▸ **Required work**
Answer these questions using the article about Pfc. James C. Konyud:
(a) In what year did a German explosive ordnance disposal team find human remains and a tag bearing Konyud's name?
(b) Whose mitochondrial DNA matched that of the remains?
(c) At which cemetery was James Konyud interred?

▸ **Source extract**
============

The Department of Defense POW/Missing Personnel Office (DPMO) issued a press release Friday announcing that the remains of an MIA soldier from World War II have been positively identified and returned to his family for burial.
In January 1945, Pfc. James C. Konyud, an Army soldier assigned to the 121 Infantry Regiment, K Company during World War II, joined elements of the 121st Infantry Regiment, 8th Infantry Division on the Germany/Belgium border in battle against German forces in the Hürtgen Forest in what is known to be the longest fought battle in American History.
Konyud's unit was deployed to the southeast area of Aachen for battle when, sometime on January 1, the young Private First Class, a native of Cleveland, Ohio, went missing.
In 2007, a German explosive ordnance disposal team working in an agricultural field between Vossenack and Hürtgen, discovered human remains along with military equipment, and a military identification tag with Konyud's name engraved into it.
The Joint POW/MIA Accounting Command (JPAC) teams excavated the site twice in 2007 and again in 2008, where they recovered additional human remains, a second identification tag for Konyud and other military equipment, the DOD press release stated.
The Army Memorial Affairs officials, along with the Armed Forces DNA Identification Laboratory analyzed the remains using mitochondrial DNA, which matched that of Konyud's brother and niece, and 67 years later, Konyud is back home and ready for an honorable burial.
George Konyud, 85, never expected to find out what happened to his older brother after he was declared MIA, The Cleveland Plain Dealer reported.
"I didn't believe in miracles," George Konyud said, fighting back tears. "I believe in this. Never in a million years did I think this would happen."
George Konyud, whose been confined to a wheelchair since a tragic train accident more than 45 years ago, says nothing, not even his disability, will prevent him from attending his big brother's funeral.
"I'll be there even if I have to go on my hands and knees," George Konyud, a retired assemblyman, told the Cleveland.com.
Army officials met with Konyud's surviving family members to coordinate interment on behalf of the Secretary of the Army, according to a CNN ireport.
James Konyud interred Friday morning at 10 a.m. at Calvary Cemetery in Cleveland with full military honors.
According to the Department of Defense, more than 400,000 of the 16 million Americans who fought during World War II died. At the end of the war, the U.S. government was unable to recover, identify or bury approximately 79,000 as known persons. Today, more than 72,000 Americans remain unaccounted for from World War II.

============

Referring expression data
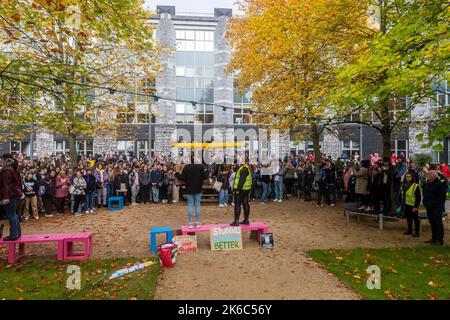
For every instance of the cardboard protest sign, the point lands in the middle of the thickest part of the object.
(228, 238)
(266, 240)
(185, 243)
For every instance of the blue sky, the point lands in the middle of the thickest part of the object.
(193, 6)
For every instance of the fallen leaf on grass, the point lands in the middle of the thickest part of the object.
(392, 270)
(432, 296)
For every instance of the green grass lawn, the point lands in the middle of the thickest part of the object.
(47, 280)
(406, 273)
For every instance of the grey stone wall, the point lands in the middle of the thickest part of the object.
(45, 144)
(166, 83)
(105, 145)
(331, 145)
(420, 112)
(165, 135)
(223, 83)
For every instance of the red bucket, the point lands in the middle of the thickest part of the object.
(168, 254)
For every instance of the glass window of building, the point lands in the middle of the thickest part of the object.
(125, 146)
(19, 147)
(85, 147)
(399, 147)
(241, 106)
(62, 146)
(195, 82)
(350, 147)
(195, 40)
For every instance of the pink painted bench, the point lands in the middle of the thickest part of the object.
(64, 242)
(258, 226)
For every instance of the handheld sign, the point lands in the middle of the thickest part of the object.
(186, 243)
(228, 238)
(266, 240)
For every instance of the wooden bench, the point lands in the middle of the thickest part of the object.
(351, 209)
(65, 242)
(257, 226)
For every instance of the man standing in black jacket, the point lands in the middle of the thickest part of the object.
(242, 187)
(434, 194)
(193, 175)
(10, 193)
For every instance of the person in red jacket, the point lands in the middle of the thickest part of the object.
(445, 170)
(10, 193)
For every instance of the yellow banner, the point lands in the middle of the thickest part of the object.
(204, 145)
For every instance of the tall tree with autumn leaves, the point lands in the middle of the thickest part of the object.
(316, 62)
(283, 52)
(401, 65)
(56, 55)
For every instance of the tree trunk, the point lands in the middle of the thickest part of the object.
(316, 144)
(386, 130)
(73, 151)
(386, 134)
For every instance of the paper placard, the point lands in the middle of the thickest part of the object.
(228, 238)
(185, 243)
(266, 240)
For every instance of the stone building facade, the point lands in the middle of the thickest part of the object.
(194, 71)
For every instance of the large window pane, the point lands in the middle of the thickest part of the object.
(181, 93)
(190, 94)
(190, 35)
(185, 58)
(209, 82)
(180, 34)
(209, 118)
(199, 46)
(181, 82)
(199, 72)
(209, 46)
(180, 107)
(15, 146)
(181, 71)
(209, 36)
(209, 72)
(200, 35)
(190, 83)
(209, 95)
(401, 145)
(204, 59)
(190, 72)
(190, 45)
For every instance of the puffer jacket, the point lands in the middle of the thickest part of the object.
(79, 184)
(362, 181)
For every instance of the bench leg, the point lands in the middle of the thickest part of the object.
(152, 243)
(11, 253)
(169, 236)
(60, 250)
(21, 249)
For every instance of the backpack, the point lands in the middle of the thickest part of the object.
(42, 190)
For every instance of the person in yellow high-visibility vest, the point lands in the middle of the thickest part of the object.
(411, 197)
(242, 187)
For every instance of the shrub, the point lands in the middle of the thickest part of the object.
(421, 158)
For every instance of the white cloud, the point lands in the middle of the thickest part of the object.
(193, 7)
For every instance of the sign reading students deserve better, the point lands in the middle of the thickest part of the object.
(228, 238)
(185, 243)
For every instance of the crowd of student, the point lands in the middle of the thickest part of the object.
(51, 185)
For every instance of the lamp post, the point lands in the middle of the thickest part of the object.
(150, 132)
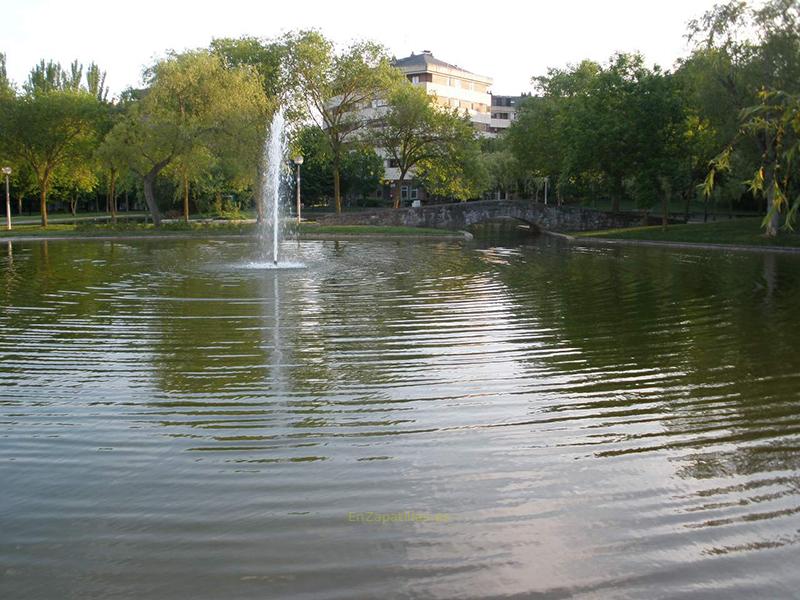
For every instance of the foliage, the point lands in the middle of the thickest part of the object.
(52, 133)
(414, 131)
(337, 86)
(194, 105)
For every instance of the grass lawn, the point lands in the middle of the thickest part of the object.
(200, 229)
(745, 232)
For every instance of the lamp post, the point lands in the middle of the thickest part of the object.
(298, 160)
(7, 172)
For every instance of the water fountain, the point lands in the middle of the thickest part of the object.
(272, 227)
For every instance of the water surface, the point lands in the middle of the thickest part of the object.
(548, 420)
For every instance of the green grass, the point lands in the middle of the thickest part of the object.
(199, 229)
(746, 232)
(311, 228)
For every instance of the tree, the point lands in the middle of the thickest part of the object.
(751, 57)
(192, 101)
(776, 122)
(49, 131)
(414, 130)
(616, 126)
(338, 86)
(456, 171)
(362, 172)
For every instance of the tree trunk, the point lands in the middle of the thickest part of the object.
(149, 181)
(688, 194)
(399, 190)
(185, 198)
(112, 200)
(666, 193)
(337, 195)
(43, 203)
(774, 217)
(149, 197)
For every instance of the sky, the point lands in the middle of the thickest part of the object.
(511, 41)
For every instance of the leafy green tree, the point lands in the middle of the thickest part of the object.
(775, 121)
(745, 59)
(362, 172)
(456, 171)
(338, 87)
(414, 130)
(48, 132)
(192, 101)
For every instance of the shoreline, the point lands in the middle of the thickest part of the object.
(456, 236)
(599, 241)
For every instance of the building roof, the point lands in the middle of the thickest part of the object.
(426, 61)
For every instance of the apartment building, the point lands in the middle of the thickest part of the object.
(503, 112)
(453, 86)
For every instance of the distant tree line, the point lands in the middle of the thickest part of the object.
(722, 126)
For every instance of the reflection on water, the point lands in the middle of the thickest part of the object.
(591, 422)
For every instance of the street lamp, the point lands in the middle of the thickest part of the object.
(298, 160)
(7, 172)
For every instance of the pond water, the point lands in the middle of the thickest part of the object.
(400, 419)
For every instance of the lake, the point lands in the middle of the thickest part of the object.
(409, 419)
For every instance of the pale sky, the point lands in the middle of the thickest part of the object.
(510, 41)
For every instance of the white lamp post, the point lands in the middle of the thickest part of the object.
(298, 160)
(7, 172)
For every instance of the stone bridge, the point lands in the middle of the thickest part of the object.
(461, 215)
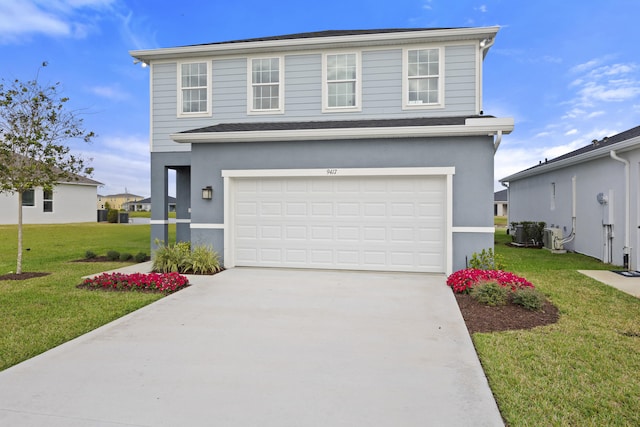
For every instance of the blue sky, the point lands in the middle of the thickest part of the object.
(566, 71)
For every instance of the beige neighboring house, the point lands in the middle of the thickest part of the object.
(117, 201)
(68, 202)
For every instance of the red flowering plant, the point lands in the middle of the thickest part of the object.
(157, 282)
(463, 280)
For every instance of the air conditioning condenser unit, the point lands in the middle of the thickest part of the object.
(552, 239)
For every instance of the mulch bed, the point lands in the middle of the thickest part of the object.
(483, 318)
(22, 276)
(102, 259)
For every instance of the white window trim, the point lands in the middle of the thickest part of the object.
(250, 109)
(182, 114)
(405, 79)
(35, 199)
(44, 202)
(325, 85)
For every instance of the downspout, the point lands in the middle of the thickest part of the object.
(497, 141)
(627, 212)
(572, 235)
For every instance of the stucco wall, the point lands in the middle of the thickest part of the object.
(472, 158)
(531, 199)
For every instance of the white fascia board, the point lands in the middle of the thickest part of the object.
(307, 43)
(473, 127)
(620, 147)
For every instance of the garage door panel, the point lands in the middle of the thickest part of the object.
(379, 223)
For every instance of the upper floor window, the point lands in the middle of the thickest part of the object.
(423, 85)
(47, 201)
(266, 85)
(341, 82)
(194, 89)
(29, 198)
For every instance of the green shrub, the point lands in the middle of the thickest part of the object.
(181, 259)
(112, 216)
(202, 260)
(140, 257)
(490, 293)
(487, 260)
(531, 299)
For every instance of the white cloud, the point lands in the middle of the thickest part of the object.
(110, 92)
(17, 18)
(53, 18)
(121, 162)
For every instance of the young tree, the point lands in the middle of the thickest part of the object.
(34, 127)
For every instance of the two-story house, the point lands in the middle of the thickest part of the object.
(363, 149)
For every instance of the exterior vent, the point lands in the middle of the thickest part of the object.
(552, 239)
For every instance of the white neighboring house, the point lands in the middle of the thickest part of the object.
(500, 203)
(589, 197)
(68, 202)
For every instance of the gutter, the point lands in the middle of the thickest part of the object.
(472, 127)
(627, 206)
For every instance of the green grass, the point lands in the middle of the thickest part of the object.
(41, 313)
(582, 371)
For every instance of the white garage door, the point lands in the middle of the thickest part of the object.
(392, 223)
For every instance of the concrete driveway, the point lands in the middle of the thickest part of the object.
(266, 347)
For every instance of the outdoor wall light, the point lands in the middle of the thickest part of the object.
(207, 193)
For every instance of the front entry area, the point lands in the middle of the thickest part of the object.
(392, 222)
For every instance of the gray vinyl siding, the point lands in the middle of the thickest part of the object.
(382, 82)
(229, 89)
(303, 86)
(460, 80)
(381, 92)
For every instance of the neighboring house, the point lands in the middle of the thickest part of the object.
(145, 205)
(363, 149)
(589, 196)
(68, 202)
(500, 203)
(117, 201)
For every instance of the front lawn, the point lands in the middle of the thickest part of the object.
(40, 313)
(583, 370)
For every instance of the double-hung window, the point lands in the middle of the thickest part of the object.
(194, 91)
(341, 91)
(266, 85)
(47, 201)
(423, 82)
(29, 198)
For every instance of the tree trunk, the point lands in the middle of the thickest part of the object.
(19, 263)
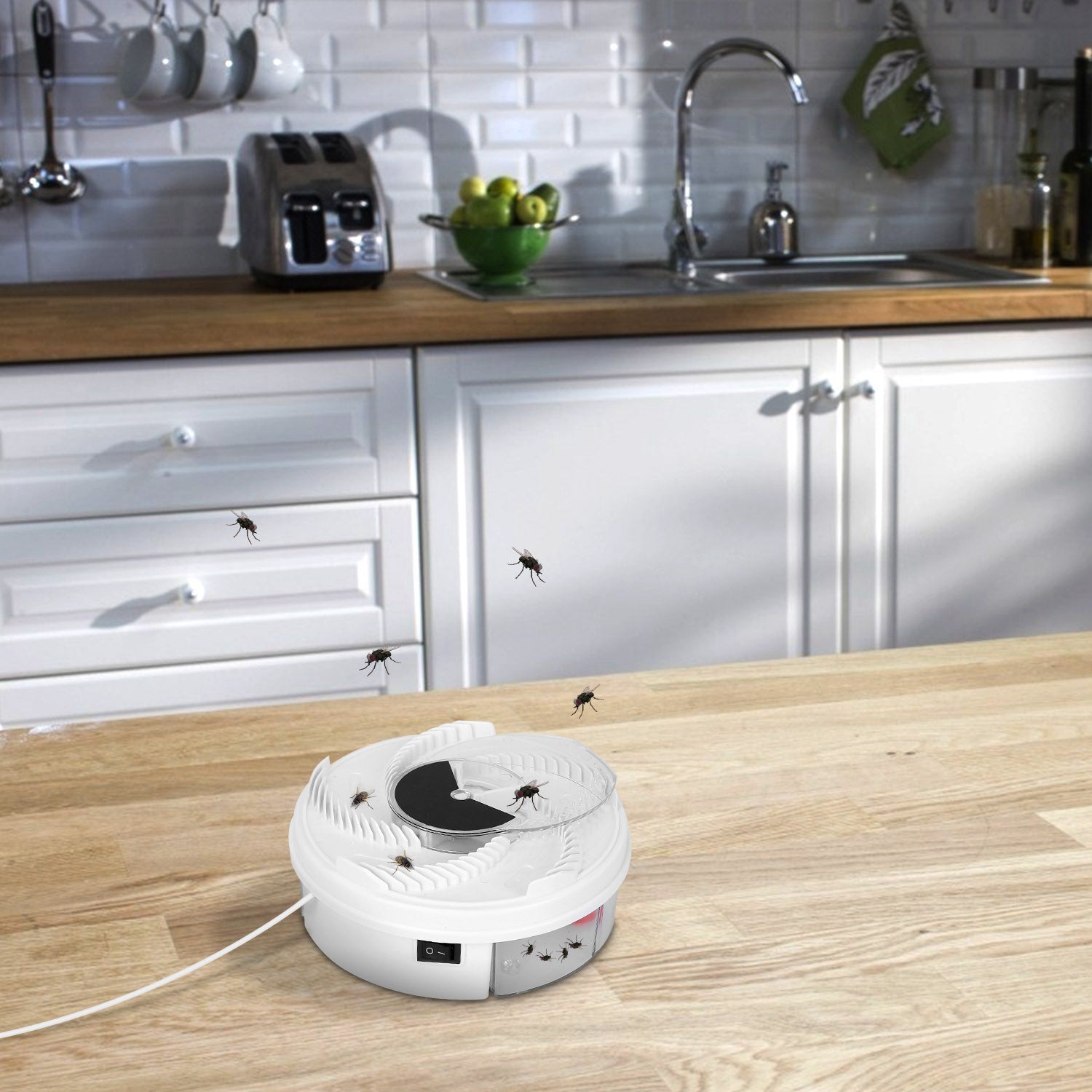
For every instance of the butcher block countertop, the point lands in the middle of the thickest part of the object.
(858, 874)
(152, 318)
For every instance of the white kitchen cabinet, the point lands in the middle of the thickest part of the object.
(222, 684)
(969, 484)
(681, 494)
(124, 437)
(135, 591)
(122, 590)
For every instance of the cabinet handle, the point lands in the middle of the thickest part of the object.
(183, 437)
(192, 591)
(865, 389)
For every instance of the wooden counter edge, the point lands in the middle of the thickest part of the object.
(210, 316)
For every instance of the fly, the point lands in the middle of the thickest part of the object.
(585, 698)
(245, 524)
(529, 792)
(529, 563)
(379, 655)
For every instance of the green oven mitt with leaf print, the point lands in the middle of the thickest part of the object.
(893, 98)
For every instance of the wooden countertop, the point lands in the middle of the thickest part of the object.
(856, 874)
(116, 319)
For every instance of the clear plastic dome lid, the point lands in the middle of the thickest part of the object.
(507, 784)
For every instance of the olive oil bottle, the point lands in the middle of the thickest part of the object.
(1075, 235)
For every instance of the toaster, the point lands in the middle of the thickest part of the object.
(312, 211)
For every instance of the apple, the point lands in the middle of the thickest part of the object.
(489, 212)
(473, 187)
(502, 187)
(531, 210)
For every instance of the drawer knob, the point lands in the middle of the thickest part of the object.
(192, 591)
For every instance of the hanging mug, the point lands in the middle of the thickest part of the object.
(154, 65)
(272, 68)
(216, 59)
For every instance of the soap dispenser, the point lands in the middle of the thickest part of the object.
(772, 233)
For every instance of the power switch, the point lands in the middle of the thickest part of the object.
(437, 951)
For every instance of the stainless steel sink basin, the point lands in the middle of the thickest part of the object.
(858, 271)
(743, 274)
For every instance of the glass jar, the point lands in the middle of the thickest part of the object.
(1005, 124)
(1031, 214)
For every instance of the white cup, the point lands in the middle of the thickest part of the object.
(154, 65)
(216, 61)
(272, 68)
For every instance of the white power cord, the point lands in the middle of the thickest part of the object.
(162, 982)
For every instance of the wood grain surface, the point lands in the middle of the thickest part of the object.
(865, 873)
(153, 318)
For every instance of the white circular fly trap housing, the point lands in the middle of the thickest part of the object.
(506, 889)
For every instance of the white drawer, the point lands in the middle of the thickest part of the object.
(81, 596)
(234, 432)
(150, 692)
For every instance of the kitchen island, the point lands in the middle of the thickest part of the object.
(867, 871)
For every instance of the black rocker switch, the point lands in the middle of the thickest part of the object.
(437, 951)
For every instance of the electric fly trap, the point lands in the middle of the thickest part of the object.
(456, 863)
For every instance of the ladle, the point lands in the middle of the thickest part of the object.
(50, 179)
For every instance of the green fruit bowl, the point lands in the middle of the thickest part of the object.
(500, 255)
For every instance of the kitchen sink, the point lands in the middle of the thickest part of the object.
(858, 271)
(743, 274)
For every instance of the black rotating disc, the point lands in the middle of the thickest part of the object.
(424, 795)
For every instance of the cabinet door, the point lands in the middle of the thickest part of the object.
(130, 592)
(970, 509)
(124, 437)
(679, 493)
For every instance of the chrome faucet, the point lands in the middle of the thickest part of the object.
(685, 238)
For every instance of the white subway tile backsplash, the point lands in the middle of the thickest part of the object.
(461, 90)
(574, 89)
(530, 13)
(579, 93)
(528, 129)
(576, 50)
(478, 50)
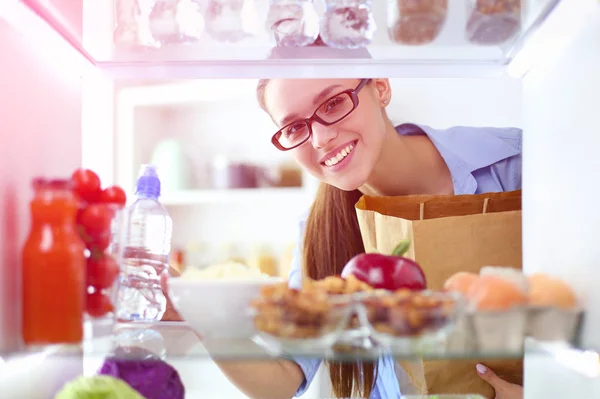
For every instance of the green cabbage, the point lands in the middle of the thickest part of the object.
(98, 387)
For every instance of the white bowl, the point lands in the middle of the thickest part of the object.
(218, 308)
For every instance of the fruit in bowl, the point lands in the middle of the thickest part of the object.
(215, 301)
(389, 272)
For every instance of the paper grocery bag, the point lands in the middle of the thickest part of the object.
(449, 234)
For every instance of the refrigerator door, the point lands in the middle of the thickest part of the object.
(561, 216)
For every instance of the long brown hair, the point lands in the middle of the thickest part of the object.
(332, 238)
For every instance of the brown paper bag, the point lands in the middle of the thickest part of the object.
(449, 234)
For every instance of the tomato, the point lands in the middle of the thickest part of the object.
(95, 221)
(86, 185)
(102, 270)
(98, 304)
(113, 195)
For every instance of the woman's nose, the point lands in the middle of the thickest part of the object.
(322, 135)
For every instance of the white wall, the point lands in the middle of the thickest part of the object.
(561, 217)
(40, 134)
(239, 128)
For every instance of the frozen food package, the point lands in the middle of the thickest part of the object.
(416, 21)
(492, 22)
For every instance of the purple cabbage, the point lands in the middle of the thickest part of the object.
(151, 377)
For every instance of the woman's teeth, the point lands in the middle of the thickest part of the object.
(340, 155)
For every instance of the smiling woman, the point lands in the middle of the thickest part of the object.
(339, 131)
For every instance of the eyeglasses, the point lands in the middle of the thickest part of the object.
(330, 112)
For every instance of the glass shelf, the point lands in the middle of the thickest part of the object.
(89, 27)
(176, 340)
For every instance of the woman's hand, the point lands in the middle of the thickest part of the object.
(170, 313)
(504, 389)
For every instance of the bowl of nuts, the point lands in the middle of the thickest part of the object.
(405, 321)
(308, 319)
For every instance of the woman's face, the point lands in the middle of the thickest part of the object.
(343, 154)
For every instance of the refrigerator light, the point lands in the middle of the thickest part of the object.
(553, 36)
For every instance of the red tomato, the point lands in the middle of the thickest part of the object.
(102, 271)
(98, 304)
(113, 195)
(95, 221)
(87, 185)
(98, 243)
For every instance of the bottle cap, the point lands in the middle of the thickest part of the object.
(148, 184)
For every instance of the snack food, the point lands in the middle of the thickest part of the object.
(416, 21)
(319, 308)
(405, 313)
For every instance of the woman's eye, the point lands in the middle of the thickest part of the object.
(294, 129)
(333, 103)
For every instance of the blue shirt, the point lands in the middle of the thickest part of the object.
(480, 160)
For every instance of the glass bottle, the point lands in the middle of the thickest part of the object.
(293, 23)
(53, 268)
(348, 23)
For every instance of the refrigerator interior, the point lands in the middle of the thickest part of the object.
(554, 102)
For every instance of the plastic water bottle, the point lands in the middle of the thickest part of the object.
(146, 245)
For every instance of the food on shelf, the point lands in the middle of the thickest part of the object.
(223, 271)
(550, 291)
(390, 272)
(509, 274)
(151, 377)
(97, 210)
(97, 387)
(496, 294)
(554, 313)
(460, 282)
(408, 313)
(315, 310)
(493, 21)
(416, 22)
(86, 184)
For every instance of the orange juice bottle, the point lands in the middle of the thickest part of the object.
(53, 268)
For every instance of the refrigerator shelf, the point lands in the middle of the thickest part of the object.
(89, 28)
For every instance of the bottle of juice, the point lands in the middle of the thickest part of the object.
(53, 268)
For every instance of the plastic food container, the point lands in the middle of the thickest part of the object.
(553, 324)
(500, 332)
(406, 321)
(492, 21)
(416, 21)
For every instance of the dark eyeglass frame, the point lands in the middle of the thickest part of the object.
(353, 93)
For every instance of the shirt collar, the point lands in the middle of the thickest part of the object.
(464, 149)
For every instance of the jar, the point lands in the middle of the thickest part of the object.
(53, 273)
(416, 21)
(293, 23)
(226, 20)
(175, 22)
(493, 22)
(348, 23)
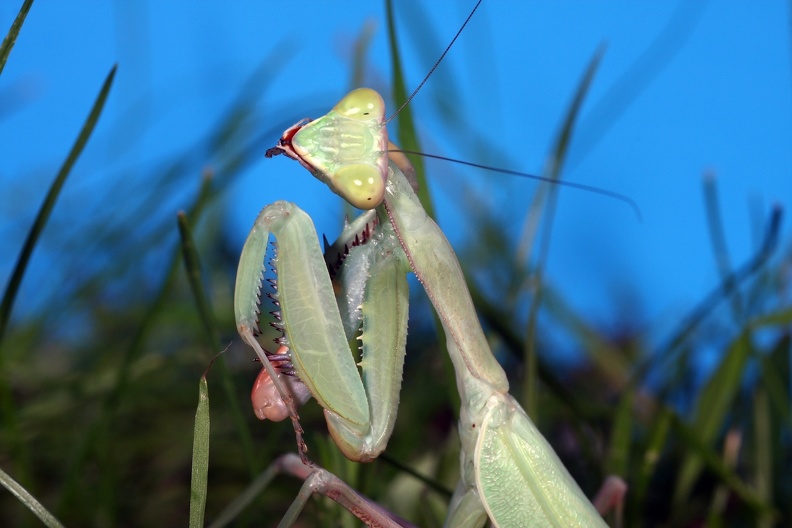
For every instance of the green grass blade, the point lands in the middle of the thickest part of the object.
(200, 461)
(656, 440)
(621, 437)
(546, 195)
(193, 268)
(28, 500)
(13, 33)
(101, 429)
(49, 203)
(712, 408)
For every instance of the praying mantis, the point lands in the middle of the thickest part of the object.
(510, 475)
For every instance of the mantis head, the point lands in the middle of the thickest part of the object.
(347, 149)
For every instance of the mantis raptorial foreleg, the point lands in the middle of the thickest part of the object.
(509, 473)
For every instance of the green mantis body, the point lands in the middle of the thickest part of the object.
(509, 473)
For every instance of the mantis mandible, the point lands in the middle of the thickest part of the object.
(509, 473)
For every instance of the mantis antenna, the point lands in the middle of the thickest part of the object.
(436, 64)
(581, 186)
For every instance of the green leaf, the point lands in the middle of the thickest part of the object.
(13, 32)
(29, 500)
(200, 467)
(712, 408)
(49, 203)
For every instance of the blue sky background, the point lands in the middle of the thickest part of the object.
(684, 88)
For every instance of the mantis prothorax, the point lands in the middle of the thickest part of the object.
(509, 473)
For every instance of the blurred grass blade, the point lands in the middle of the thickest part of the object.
(776, 373)
(658, 434)
(406, 133)
(49, 203)
(200, 461)
(545, 196)
(13, 32)
(709, 457)
(243, 500)
(193, 268)
(764, 451)
(29, 500)
(712, 409)
(621, 437)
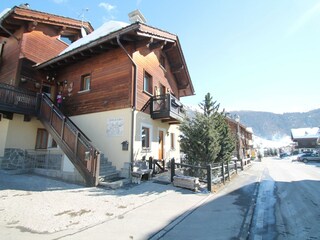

============

▸ **Response area**
(a) 2007
(b) Konyud's brother and niece
(c) Calvary Cemetery in Cleveland